### WHAT IS NEEDED:
Reproduce each of the records below word for word, leaving every line unchanged.

### DATASET EXCERPTS:
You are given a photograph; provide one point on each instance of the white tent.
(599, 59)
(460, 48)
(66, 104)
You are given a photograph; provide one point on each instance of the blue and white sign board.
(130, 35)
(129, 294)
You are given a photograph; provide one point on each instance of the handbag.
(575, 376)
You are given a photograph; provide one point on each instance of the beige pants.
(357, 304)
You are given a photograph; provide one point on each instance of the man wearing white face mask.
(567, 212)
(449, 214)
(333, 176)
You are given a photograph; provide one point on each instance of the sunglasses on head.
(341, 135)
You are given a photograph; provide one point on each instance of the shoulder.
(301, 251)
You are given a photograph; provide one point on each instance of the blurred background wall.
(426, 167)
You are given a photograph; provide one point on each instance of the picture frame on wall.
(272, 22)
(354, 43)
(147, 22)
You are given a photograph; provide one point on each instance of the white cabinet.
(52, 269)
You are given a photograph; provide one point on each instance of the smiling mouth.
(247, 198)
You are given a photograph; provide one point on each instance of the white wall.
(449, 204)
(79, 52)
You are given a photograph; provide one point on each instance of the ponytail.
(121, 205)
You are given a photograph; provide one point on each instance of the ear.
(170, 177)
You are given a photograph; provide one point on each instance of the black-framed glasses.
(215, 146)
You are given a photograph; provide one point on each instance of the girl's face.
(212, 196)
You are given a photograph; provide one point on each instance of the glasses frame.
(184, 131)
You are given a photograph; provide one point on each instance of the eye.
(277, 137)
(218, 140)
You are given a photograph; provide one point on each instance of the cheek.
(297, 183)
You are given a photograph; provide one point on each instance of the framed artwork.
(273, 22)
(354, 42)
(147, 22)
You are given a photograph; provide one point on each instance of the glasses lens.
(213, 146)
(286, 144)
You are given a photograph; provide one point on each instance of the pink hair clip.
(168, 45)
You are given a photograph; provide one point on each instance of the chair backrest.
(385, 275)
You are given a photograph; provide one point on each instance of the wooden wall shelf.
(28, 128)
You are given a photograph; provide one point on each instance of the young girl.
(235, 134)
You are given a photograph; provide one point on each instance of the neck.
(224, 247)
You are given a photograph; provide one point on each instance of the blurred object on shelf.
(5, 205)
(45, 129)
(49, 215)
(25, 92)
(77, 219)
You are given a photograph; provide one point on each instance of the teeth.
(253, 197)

### PROBLEM SOLUTION:
You are given a photograph; provide one point on each instance of the white tent.
(599, 59)
(460, 48)
(66, 104)
You are given a photograph; provide one point on each instance of the blue and white sign board.
(130, 35)
(129, 294)
You are given a photograph; provide one point on each instance of the handbag.
(575, 376)
You are given a photograph; provide one point on each instance of the beige pants.
(357, 304)
You are given a photograph; provide one point on each instance of the man wearing white face mask.
(567, 212)
(449, 214)
(333, 176)
You are given a photograph; provide one point on each instance of the sunglasses on head.
(341, 135)
You are given a photograph; provide one point on each instance of the shoulder.
(301, 251)
You are given a photograph; provide one point on each instance of the blurred background wall.
(426, 167)
You are given a photograph; provide one point on each instance of the picture frame on wall.
(272, 22)
(354, 43)
(147, 22)
You are given a photograph; provide one point on each instance of the white cabinet.
(52, 269)
You are given a photograph; provide one point on each instance of the smiling mouth.
(247, 198)
You are given a photograph; provide one point on each instance of the white wall.
(449, 204)
(79, 52)
You are given a photograph; provide one point on each instance of the ponytail.
(121, 205)
You are given a photograph; provide one point on each instance of the ear.
(170, 177)
You are given a photograph; provide one point on each instance of the black-framed glasses.
(215, 146)
You are given a photograph; provide one point on each instance of the girl's face.
(212, 196)
You are given a photograph; provide one point on each instance of the glasses frame.
(184, 131)
You are given a photograph; provide one point on each instance of the eye.
(277, 137)
(218, 140)
You are given a photograph; provide one point on each instance of the cheek.
(297, 183)
You are given a photograph; provide one point on each instance of the framed artwork.
(273, 22)
(354, 42)
(147, 22)
You are given a photograph; provide one point on each instance of the glasses lens.
(213, 146)
(286, 144)
You are given a photograph; provide one point on each instance of the pink hair clip.
(168, 45)
You are given a photograph; provide one point on each instance of the chair backrest.
(385, 275)
You are given a photograph; provide one point on each instance of the wooden wall shelf.
(28, 128)
You are given a photograph; provide one point on each instance of the young girl.
(235, 134)
You are given a photograph; provide one point on each instance of the neck.
(224, 247)
You are given a photograph; provide one point on each instance of the blurred object on shelf.
(5, 205)
(45, 129)
(49, 215)
(25, 92)
(77, 219)
You are given a photograph; provide one point on each instance of the teeth.
(253, 197)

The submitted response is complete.